*TEXTO*
Llegar a cualquiera de los tres picos máximos del Tres Marías, un cerro que roza los 1.800 metros de altura, implicaba un ritual ineludible para cualquier católico: arrodillarse ante alguna de las tres cruces, rezar, persignarse, intercambiar besos y saludar a los otros con la fórmula "felices cumbres". Pero ya no. Las cruces, bien fijadas al suelo de roca y una incluso con un porte de 3 metros, desaparecieron. A los andinistas que llegan y descubren este acto de vandalismo se les ponen los pelos de punta. Sienten que no sólo los han despojado de un referente religioso importantísimo, destino de grupos de catequesis y de Acción Católica, sino también de un hito fundamental en el montañismo sanjuanino. El paisaje de los sectores donde estaban los íconos acompaña esa desolación. Y DIARIO DE CUYO llegó hasta la cumbre para mostrarlo.
Al Tres Marías, que se recorta imponente sobre la Quebrada de Zonda y desde donde se ve tanto el autódromo El Zonda-Eduardo Copello como el Dique de Ullum, se sube desde Rivadavia (cerca de la Cabeza del Indio) o desde Ullum (a la altura del paredón). A las cruces era más accesible llegar por la zona del dique, partiendo de la proveeduría que está junto al lago. Ahora, tras más de una hora de trekking por una senda tan angosta como escarpada, lo que se encuentra es desolador: donde había cruces quedan pequeños pilones de hierro. Donde había una gruta, queda una estructura destrozada. Y todos los rosarios, estampitas y demás imágenes religiosas que había allá arriba, terminaron desapareciendo en el mismo saqueo sin autores identificables.

*LISTA DE TAREAS*
(a) Duplica del texto sobre el cerro Tres Marías todo lo que va desde "Llegar a cualquiera" hasta "cumbre para mostrarlo.".
(b) Explica en una a tres oraciones por qué, según el texto sobre el cerro Tres Marías, a los andinistas se les ponen los pelos de punta al descubrir que las cruces ya no están.
(c) Prolonga el texto sobre el cerro Tres Marías a partir de donde termina.

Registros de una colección
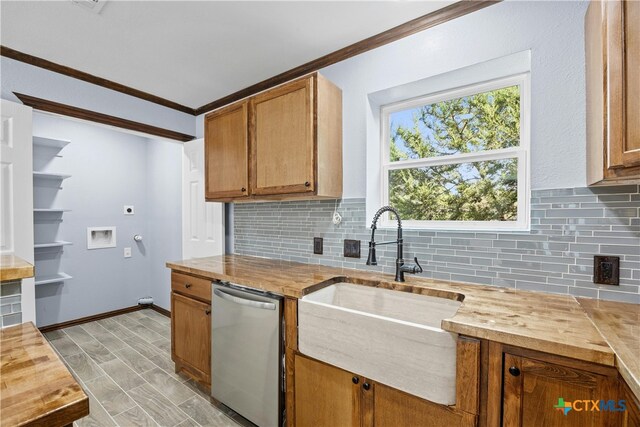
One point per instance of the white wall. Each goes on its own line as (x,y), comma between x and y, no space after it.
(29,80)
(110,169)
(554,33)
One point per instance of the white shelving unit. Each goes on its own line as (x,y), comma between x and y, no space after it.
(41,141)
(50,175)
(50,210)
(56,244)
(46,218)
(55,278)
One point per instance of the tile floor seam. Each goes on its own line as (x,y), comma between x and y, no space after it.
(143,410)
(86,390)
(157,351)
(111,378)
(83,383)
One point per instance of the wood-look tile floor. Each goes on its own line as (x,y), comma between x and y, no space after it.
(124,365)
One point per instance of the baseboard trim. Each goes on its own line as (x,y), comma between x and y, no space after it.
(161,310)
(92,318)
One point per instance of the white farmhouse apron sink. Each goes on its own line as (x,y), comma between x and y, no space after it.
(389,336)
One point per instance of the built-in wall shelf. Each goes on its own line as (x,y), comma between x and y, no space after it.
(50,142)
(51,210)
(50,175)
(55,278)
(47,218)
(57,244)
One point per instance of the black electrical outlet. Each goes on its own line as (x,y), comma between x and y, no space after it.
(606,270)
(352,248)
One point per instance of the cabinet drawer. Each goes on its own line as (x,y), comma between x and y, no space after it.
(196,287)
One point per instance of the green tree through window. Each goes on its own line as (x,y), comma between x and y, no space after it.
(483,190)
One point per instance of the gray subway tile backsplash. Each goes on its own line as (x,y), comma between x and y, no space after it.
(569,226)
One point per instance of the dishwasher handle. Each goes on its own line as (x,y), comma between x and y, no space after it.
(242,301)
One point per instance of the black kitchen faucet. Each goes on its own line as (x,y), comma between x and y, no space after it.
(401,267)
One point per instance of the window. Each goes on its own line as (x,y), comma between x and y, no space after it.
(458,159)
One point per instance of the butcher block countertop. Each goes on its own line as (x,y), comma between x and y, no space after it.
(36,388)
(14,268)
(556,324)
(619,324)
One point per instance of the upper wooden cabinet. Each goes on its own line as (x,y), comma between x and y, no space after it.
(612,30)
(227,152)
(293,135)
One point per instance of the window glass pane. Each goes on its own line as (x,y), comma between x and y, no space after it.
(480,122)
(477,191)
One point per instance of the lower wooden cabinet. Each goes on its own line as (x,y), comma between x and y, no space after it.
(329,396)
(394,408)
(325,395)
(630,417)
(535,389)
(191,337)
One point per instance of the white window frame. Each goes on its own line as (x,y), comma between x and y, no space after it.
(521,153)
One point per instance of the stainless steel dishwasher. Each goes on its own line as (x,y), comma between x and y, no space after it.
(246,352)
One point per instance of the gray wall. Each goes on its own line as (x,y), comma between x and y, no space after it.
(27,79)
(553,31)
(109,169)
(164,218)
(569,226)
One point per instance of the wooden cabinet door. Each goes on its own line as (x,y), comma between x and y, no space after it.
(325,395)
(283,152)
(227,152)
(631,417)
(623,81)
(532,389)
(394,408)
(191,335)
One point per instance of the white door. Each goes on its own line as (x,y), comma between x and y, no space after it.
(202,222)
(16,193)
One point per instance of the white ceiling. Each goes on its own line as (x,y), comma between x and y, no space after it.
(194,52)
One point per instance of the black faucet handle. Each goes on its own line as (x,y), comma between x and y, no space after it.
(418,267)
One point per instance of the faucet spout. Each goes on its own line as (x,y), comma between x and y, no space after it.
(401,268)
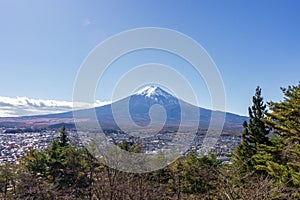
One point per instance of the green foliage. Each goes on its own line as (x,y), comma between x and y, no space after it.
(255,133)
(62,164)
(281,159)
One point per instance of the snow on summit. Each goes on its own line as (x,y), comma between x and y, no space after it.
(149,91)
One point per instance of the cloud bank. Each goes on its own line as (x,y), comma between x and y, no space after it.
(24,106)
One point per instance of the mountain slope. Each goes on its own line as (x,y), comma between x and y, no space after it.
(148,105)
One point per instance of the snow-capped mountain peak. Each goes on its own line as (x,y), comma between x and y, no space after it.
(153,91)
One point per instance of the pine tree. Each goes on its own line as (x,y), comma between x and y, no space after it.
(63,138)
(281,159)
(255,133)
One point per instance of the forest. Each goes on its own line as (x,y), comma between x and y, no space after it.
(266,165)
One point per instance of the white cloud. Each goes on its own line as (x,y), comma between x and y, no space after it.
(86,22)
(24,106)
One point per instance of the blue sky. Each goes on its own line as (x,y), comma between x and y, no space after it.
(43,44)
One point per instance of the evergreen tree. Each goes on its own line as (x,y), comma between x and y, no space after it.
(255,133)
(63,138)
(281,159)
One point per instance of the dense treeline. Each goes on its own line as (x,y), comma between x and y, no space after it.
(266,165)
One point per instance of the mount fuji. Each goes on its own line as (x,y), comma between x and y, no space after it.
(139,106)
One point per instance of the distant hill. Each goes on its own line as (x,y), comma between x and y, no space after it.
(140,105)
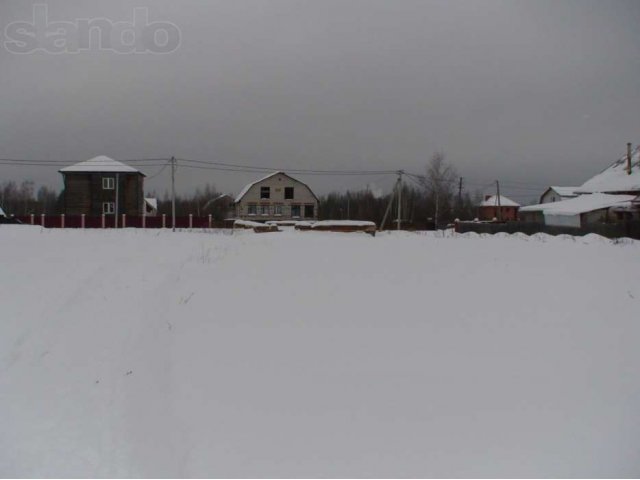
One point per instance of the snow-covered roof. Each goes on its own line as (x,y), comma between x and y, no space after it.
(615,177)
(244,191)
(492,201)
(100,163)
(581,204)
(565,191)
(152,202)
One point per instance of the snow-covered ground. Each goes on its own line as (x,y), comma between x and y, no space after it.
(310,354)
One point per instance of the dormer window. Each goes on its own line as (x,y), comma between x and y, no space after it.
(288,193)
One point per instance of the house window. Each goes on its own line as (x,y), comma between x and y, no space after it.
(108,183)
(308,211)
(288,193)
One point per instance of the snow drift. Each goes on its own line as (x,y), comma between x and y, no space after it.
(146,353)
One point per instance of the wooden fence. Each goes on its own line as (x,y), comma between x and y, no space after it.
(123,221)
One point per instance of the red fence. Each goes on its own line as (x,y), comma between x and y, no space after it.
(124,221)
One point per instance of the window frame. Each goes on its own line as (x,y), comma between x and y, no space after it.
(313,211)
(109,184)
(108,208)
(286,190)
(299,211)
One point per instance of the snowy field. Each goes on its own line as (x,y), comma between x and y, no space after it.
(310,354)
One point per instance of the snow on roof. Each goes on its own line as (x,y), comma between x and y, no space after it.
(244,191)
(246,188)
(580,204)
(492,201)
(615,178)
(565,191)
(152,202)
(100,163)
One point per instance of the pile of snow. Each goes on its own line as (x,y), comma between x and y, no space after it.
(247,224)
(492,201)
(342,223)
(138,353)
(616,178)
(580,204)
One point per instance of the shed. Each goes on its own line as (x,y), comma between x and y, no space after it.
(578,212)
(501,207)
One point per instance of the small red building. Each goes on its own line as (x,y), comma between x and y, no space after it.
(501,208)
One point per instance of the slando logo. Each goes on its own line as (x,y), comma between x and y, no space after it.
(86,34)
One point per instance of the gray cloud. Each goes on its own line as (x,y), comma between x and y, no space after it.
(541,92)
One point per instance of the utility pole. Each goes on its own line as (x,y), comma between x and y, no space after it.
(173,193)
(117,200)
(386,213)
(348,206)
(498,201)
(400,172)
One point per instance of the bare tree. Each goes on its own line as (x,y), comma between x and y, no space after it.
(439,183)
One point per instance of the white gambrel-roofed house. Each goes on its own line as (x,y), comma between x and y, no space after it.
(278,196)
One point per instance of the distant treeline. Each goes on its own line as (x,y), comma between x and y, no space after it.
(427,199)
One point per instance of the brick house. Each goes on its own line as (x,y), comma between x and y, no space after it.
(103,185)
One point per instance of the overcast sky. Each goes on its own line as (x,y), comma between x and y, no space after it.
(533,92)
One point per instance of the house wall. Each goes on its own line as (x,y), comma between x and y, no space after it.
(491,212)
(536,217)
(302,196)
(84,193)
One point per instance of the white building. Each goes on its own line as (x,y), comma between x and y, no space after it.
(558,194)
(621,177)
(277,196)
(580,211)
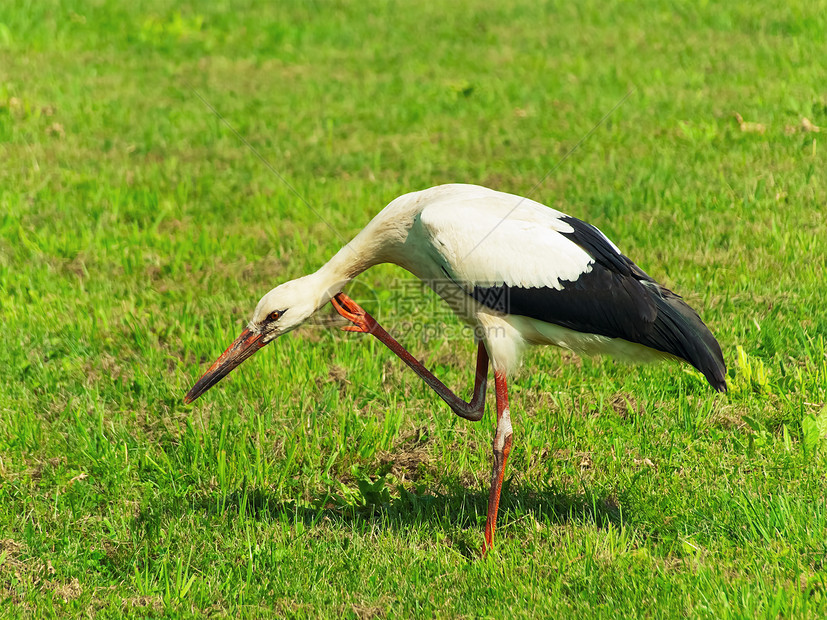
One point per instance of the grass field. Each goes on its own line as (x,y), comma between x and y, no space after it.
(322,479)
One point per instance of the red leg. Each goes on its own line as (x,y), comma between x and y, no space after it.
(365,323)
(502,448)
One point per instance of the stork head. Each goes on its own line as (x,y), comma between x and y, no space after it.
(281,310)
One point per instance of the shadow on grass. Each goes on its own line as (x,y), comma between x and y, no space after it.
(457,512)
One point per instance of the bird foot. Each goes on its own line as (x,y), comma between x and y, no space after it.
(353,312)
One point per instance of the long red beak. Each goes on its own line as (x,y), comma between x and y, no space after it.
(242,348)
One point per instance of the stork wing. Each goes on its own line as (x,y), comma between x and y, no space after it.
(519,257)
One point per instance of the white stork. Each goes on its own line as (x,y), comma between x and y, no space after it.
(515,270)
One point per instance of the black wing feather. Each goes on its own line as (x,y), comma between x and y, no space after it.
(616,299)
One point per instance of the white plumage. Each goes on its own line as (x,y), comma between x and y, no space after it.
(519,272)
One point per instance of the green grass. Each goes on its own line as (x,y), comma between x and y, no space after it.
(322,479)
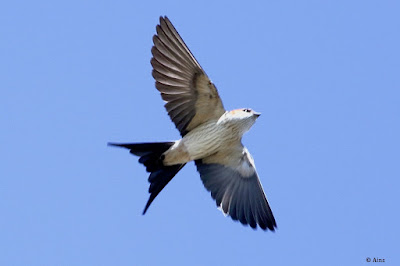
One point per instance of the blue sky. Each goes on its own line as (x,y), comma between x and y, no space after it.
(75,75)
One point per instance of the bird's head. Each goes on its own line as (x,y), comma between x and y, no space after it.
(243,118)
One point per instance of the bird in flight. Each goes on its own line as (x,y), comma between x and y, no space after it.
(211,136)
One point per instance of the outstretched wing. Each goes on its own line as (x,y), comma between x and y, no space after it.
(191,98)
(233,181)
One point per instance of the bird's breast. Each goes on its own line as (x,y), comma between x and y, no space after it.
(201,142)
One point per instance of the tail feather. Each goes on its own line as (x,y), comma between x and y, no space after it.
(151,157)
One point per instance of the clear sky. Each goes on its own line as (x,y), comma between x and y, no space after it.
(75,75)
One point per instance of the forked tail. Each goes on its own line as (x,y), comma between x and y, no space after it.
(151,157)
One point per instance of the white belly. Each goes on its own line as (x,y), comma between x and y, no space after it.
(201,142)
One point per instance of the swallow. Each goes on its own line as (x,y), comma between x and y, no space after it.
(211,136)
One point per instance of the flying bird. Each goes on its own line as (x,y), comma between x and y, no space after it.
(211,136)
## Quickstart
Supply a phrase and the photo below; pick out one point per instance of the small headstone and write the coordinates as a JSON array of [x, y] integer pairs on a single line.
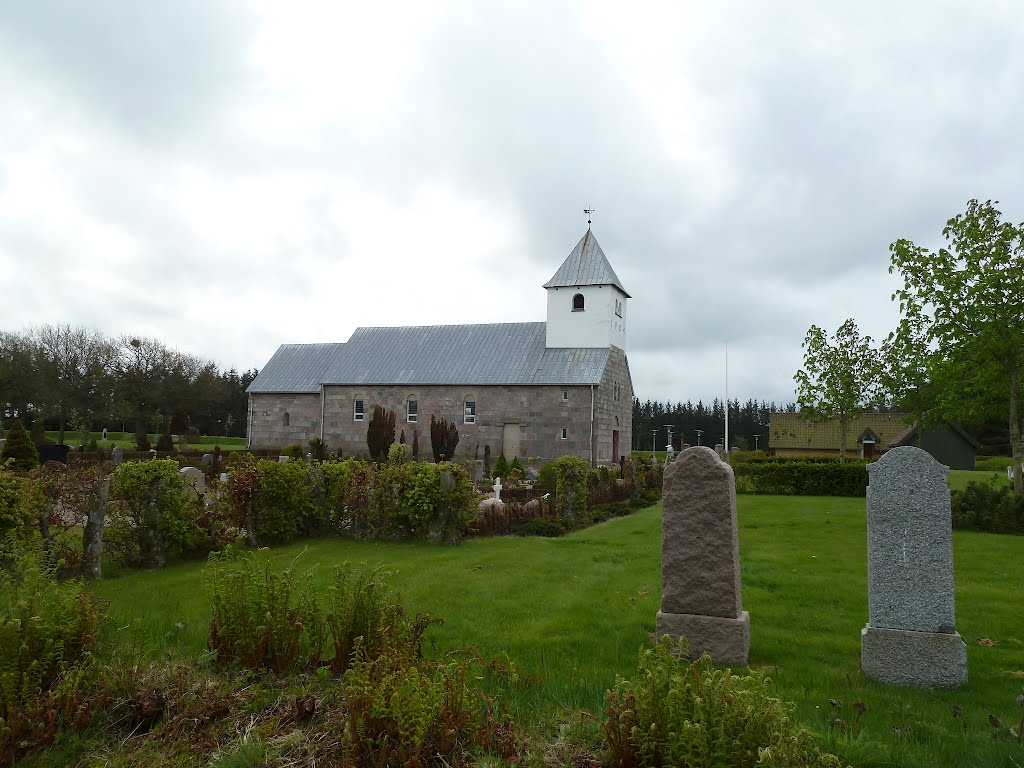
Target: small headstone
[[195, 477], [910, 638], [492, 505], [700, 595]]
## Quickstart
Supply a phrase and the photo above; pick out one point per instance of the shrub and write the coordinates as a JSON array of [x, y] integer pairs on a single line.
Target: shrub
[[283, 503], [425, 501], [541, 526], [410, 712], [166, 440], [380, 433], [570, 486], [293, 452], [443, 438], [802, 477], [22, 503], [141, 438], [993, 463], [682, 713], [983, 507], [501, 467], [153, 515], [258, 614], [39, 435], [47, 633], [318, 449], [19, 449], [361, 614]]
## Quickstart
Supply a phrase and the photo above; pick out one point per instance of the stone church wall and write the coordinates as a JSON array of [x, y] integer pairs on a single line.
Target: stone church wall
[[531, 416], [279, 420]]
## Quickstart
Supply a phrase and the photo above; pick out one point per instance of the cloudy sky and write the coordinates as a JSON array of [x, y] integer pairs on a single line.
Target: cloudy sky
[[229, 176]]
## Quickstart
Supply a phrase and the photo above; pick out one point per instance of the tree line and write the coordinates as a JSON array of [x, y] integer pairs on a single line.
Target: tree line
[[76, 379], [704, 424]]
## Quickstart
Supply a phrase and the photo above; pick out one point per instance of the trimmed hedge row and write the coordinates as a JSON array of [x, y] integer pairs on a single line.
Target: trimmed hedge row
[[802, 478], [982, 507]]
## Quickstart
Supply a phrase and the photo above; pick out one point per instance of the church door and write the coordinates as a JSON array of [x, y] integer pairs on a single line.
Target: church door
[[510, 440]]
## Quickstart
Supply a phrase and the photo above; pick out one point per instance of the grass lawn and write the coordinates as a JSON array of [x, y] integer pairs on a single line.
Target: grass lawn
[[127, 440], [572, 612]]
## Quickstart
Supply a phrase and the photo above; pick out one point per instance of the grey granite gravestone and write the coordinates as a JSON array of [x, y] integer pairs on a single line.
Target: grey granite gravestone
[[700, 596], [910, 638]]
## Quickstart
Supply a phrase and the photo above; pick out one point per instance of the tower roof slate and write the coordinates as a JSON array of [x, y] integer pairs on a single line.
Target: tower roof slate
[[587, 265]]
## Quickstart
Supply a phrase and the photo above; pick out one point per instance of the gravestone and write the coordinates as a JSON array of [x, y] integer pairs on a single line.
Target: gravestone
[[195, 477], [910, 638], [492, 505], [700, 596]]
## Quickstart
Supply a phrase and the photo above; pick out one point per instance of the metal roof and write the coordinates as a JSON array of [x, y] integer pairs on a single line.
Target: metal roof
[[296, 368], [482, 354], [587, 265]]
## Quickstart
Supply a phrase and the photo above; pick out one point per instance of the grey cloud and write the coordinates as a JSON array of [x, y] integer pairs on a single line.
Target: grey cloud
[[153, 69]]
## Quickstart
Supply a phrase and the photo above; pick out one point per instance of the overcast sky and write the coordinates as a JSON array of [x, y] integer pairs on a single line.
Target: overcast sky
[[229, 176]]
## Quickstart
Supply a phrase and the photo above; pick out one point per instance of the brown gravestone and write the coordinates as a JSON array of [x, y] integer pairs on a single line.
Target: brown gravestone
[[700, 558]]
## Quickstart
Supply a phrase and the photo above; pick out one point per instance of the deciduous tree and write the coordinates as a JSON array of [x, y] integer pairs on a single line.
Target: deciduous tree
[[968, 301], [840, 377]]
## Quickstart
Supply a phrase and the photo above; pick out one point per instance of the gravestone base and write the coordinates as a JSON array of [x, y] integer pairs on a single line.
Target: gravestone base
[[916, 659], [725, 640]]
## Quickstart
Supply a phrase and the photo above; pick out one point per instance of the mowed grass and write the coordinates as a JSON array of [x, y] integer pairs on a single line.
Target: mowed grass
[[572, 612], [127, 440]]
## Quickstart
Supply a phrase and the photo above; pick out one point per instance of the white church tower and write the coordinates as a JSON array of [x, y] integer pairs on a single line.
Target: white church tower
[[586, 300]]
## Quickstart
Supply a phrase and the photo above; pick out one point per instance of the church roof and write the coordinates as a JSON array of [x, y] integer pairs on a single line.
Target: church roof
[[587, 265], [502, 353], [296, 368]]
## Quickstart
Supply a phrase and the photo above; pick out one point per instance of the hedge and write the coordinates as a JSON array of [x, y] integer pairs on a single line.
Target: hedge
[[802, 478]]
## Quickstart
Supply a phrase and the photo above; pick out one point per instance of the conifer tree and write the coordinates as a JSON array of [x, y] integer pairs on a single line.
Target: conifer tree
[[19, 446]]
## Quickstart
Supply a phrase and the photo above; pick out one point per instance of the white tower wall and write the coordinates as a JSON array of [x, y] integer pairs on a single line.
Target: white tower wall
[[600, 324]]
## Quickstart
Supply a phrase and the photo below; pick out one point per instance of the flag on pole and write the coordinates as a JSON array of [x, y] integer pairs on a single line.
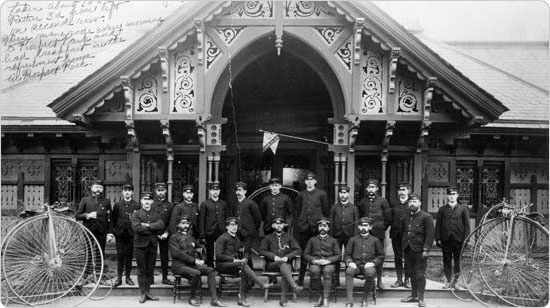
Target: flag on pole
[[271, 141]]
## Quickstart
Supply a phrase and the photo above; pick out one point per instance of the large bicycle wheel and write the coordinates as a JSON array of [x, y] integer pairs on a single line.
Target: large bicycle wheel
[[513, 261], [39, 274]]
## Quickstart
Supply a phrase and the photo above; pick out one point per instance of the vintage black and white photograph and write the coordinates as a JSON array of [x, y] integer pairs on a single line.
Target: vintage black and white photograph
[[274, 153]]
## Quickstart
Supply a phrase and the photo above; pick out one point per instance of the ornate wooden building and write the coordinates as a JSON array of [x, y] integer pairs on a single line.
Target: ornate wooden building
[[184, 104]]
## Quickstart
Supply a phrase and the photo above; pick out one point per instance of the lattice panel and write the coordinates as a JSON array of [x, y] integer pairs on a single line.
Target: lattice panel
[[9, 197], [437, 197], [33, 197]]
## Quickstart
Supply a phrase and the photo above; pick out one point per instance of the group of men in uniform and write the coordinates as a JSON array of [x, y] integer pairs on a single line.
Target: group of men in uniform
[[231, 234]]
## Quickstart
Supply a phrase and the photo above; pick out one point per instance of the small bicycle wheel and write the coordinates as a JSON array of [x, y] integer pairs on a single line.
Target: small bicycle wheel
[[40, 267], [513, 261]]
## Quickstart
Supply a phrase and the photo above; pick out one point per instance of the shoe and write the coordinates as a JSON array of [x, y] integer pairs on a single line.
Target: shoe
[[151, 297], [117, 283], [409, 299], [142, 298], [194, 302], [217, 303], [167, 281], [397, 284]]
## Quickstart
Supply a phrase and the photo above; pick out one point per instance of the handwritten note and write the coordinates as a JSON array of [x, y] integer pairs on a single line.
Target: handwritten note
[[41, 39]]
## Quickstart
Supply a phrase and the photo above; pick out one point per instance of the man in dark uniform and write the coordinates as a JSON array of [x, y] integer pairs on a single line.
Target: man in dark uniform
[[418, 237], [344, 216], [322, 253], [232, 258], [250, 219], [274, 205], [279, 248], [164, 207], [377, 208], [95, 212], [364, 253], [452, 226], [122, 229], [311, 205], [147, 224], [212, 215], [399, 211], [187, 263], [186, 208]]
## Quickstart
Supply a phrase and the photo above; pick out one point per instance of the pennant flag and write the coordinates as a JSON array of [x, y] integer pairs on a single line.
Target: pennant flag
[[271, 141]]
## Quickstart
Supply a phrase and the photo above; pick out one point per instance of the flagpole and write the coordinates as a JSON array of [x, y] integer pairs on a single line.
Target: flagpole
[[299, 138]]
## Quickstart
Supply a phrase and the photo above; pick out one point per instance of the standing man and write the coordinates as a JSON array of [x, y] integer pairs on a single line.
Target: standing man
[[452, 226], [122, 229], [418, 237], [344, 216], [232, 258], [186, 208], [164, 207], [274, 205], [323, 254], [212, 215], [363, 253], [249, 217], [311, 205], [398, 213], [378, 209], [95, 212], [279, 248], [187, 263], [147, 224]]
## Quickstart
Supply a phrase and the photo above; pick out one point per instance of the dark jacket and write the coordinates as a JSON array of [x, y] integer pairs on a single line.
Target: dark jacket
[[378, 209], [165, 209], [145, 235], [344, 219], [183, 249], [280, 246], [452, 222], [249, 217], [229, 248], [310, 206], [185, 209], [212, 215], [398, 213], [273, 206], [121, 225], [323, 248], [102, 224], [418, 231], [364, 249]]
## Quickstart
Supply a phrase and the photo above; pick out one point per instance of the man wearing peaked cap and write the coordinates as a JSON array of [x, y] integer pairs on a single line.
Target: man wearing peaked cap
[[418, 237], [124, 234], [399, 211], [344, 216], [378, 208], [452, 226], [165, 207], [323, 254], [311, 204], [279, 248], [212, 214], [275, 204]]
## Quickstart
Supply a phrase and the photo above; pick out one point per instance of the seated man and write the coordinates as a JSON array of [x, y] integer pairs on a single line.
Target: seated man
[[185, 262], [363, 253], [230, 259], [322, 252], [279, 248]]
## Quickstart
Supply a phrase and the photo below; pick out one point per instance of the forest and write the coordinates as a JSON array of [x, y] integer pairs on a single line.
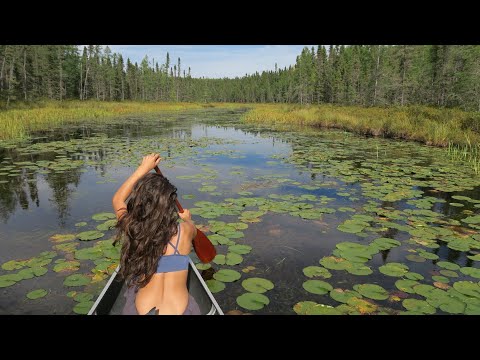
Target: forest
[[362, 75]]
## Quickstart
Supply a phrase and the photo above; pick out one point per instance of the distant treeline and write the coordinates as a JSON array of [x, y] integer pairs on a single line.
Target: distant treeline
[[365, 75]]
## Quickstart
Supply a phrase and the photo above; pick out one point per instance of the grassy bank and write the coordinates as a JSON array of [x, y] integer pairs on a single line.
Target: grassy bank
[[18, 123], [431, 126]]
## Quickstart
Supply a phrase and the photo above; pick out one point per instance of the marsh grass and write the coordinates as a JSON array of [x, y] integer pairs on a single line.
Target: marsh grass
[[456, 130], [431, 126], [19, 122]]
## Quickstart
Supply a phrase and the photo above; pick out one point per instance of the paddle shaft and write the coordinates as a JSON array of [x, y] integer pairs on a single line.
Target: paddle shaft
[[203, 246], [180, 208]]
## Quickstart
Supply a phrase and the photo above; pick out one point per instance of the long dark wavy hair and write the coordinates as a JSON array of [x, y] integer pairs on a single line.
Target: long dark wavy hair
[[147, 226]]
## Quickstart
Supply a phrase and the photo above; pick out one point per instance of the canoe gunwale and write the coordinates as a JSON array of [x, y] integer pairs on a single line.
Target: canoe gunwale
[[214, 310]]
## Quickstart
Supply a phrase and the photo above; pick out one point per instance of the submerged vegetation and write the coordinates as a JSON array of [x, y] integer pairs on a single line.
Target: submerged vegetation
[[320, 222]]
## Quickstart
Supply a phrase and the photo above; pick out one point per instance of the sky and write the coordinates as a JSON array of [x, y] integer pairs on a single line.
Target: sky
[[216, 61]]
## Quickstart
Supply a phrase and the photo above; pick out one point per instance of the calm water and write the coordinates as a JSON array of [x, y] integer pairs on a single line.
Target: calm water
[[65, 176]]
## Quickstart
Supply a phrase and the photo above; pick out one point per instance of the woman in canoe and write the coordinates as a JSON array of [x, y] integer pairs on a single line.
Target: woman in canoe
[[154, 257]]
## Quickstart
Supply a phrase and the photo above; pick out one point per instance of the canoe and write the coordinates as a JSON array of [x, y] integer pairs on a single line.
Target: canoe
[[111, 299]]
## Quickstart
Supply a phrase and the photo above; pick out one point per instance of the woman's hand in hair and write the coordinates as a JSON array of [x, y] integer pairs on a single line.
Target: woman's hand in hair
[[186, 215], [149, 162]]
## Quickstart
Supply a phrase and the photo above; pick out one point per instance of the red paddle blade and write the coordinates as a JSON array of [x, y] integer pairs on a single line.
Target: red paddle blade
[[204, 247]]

*RESPUESTAS POR TAREA*
(a)
Llegar a cualquiera de los tres picos máximos del Tres Marías, un cerro que roza los 1.800 metros de altura, implicaba un ritual ineludible para cualquier católico: arrodillarse ante alguna de las tres cruces, rezar, persignarse, intercambiar besos y saludar a los otros con la fórmula "felices cumbres". Pero ya no. Las cruces, bien fijadas al suelo de roca y una incluso con un porte de 3 metros, desaparecieron. A los andinistas que llegan y descubren este acto de vandalismo se les ponen los pelos de punta. Sienten que no sólo los han despojado de un referente religioso importantísimo, destino de grupos de catequesis y de Acción Católica, sino también de un hito fundamental en el montañismo sanjuanino. El paisaje de los sectores donde estaban los íconos acompaña esa desolación. Y DIARIO DE CUYO llegó hasta la cumbre para mostrarlo.

(b) Sienten que les quitaron un referente religioso importantísimo, al que iban grupos de catequesis y de Acción Católica. También perdieron un hito fundamental del montañismo sanjuanino.

(c)
En el pico más alto estaba la cruz mayor. Blanca, de caño, dominaba la mirada de toda la quebrada y permitía, desde su base, mirar a la misma vez buena parte del Valle del Tulum. Estaba sujeta al suelo y atada firmemente con alambres. Tenía 3 metros de alto y, aunque la mayoría de los andinistas desconoce su origen, coinciden en que llevaba más de dos décadas instalada allí. Lo único que se ve ahora en ese lugar, entre las rocas apiladas para hacer de asiento, las jarillas y los pencales que reflejan el Sol como si fueran de diamante, es un caño cortado, apenas a unos centímetros del piso.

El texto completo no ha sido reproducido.